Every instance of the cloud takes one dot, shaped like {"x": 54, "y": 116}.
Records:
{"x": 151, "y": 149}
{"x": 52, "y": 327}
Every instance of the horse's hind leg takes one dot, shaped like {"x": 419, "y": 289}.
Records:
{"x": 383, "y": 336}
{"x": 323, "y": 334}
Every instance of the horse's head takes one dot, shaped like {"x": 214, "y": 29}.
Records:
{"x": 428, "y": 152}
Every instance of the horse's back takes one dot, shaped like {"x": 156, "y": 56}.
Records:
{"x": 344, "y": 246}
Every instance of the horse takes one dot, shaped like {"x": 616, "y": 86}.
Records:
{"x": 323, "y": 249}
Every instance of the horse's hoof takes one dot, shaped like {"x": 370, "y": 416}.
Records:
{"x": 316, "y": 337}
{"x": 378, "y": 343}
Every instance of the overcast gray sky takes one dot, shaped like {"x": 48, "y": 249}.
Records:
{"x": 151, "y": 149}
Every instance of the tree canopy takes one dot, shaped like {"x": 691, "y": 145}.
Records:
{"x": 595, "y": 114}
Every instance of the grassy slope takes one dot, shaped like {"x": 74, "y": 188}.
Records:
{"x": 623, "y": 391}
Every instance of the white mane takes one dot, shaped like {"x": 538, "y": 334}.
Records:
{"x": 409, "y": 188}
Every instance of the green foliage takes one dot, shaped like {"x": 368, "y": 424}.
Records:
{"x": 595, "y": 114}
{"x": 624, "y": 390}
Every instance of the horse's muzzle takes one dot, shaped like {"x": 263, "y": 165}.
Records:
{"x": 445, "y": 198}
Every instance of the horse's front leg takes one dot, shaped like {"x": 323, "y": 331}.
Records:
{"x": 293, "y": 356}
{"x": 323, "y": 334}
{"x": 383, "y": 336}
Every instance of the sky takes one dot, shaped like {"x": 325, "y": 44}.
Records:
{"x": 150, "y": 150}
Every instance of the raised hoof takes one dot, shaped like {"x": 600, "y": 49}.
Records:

────────────────────────────────────────

● REQUIREMENTS
Reproduce only the lines from the line containing "Every instance of the tree" to the last line of the material above, both of those lines included.

● OUTPUT OF THE TASK
Every instance of the tree canopy takes one dot, shaped like {"x": 691, "y": 145}.
Records:
{"x": 595, "y": 114}
Every instance of the grassy slope takes one dot, shaped like {"x": 74, "y": 188}.
Records:
{"x": 623, "y": 391}
Every instance of the white mane takes one dot, shaped like {"x": 538, "y": 334}.
Records:
{"x": 409, "y": 188}
Every instance of the green foliage takes one dot, shaped like {"x": 368, "y": 424}.
Records:
{"x": 595, "y": 114}
{"x": 624, "y": 390}
Every instance of the horse's muzzle takes one dot, shaped like {"x": 263, "y": 165}.
Records:
{"x": 445, "y": 198}
Every instance of the horse's front leg takes one dot, shaped like {"x": 323, "y": 331}.
Records:
{"x": 293, "y": 356}
{"x": 323, "y": 334}
{"x": 383, "y": 336}
Every instance of the sky takes one dot, shaped like {"x": 325, "y": 44}.
Records:
{"x": 150, "y": 150}
Every instance of the raised hoof takes one dot, shaped like {"x": 600, "y": 49}.
Records:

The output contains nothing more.